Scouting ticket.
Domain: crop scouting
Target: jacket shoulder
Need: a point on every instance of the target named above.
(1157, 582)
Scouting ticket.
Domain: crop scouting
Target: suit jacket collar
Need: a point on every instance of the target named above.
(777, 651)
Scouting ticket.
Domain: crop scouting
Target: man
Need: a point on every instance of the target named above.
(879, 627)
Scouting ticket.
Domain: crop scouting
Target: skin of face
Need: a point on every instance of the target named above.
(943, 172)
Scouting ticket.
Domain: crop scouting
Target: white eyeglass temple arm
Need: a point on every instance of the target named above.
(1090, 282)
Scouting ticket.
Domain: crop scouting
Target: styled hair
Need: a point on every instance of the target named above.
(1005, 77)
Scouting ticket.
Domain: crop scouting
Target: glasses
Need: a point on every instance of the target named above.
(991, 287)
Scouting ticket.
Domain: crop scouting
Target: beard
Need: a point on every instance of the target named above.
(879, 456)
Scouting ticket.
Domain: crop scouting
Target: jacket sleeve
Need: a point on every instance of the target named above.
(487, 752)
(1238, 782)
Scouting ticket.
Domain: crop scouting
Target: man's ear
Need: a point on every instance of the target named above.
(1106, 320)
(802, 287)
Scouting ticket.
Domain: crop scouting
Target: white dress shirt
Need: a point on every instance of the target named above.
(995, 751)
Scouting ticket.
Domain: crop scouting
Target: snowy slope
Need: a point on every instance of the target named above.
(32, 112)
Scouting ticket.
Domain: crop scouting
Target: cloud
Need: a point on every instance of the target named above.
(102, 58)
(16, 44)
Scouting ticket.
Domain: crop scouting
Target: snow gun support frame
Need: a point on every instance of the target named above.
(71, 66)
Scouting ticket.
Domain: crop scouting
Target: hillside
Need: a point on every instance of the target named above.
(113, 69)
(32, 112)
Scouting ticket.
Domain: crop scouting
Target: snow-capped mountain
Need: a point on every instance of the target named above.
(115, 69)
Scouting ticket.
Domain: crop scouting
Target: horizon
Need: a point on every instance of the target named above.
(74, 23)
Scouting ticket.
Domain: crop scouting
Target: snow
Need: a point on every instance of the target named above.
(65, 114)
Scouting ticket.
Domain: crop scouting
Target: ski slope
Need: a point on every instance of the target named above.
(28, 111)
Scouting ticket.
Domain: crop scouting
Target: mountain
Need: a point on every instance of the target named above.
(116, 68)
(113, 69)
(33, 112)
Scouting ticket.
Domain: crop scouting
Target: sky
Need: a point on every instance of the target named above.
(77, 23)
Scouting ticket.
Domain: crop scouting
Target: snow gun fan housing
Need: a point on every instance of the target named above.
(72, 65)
- - -
INSTRUCTIONS TO FOLLOW:
Without leaving anything out, quote all the data.

EXERCISE SOLUTION:
Scouting ticket.
Domain: crop scouting
Target: jacket shoulder
Need: a point on every instance of the target named above.
(1157, 582)
Scouting ticket.
Domain: crop scouting
Target: suit jacket collar
Need: a point on every instance of the target named above.
(777, 651)
Scouting ticket.
Domain: crop scouting
Target: man
Need: a point on every instance of the target named above.
(879, 627)
Scouting ticket.
Domain: crop scouting
Target: skin of face
Need: a point on every instance of the target named above.
(943, 172)
Scouting ticket.
Domain: crop scouting
Target: white eyeglass temple arm
Need: a point on every instance of the target named above.
(1090, 282)
Scouting ticket.
Domain: crop scouting
Target: styled hair
Need: a point on every instance of the target named above.
(1005, 77)
Scouting ticket.
Domain: crop scouting
Target: glasses
Need: a point on every instance of the target named above.
(991, 287)
Scouting ticket.
Domain: crop scouting
Target: beard
Need: a point on every instance of the target named above.
(879, 456)
Scouting ticket.
Domain: crop scouting
Target: jacket sleeve
Need: a point on every instance of the target named above.
(487, 752)
(1238, 782)
Scouting ticket.
Domain: crop scouting
Target: man's ear
Need: a point on every instance of the target named above.
(1106, 320)
(802, 287)
Scouting ticket.
Domain: crop scouting
Target: white dress shirt
Need: a point on every instance of the target named above.
(995, 751)
Scouting ticket.
Domain: crop scouting
Target: snowy slope
Need: a point on every instance of the target named above.
(32, 112)
Scouting ticket.
Domain: crop scouting
Target: cloud
Need: a point on every instance of the target named above.
(102, 58)
(16, 44)
Scouting ticket.
Domain: crop scouting
Target: snow gun support frame
Need: a point on every instance of the target named above.
(71, 66)
Scouting ticket.
Domain: crop scouting
Target: hillside
Need: a point on every instance of the target named above.
(113, 69)
(32, 112)
Scouting ticket.
Domain: crop scouting
Target: snow-capped mountain
Need: a point on every instance of the target named above.
(115, 69)
Scouting ticket.
Domain: crop scouting
Target: horizon
Need: a point on every instance of the target named above.
(74, 23)
Scouting ticket.
Domain: crop scouting
Target: snow
Need: a point on every instance of the target named above.
(65, 114)
Scouting ticket.
Domain: crop scouting
Target: ski slope
Need: a point on every instance of the target named above.
(28, 111)
Scouting ticket.
Domain: crop scouting
Target: mountain
Need: a point on every instance of the target named above.
(116, 68)
(113, 69)
(33, 112)
Scouting ticket.
Domain: crop scouting
Target: sky
Need: a point on every instance of the target named above.
(77, 23)
Scouting ticket.
Domain: crop scouting
Target: snow gun fan housing
Need: a point on every instance of the target named above.
(72, 65)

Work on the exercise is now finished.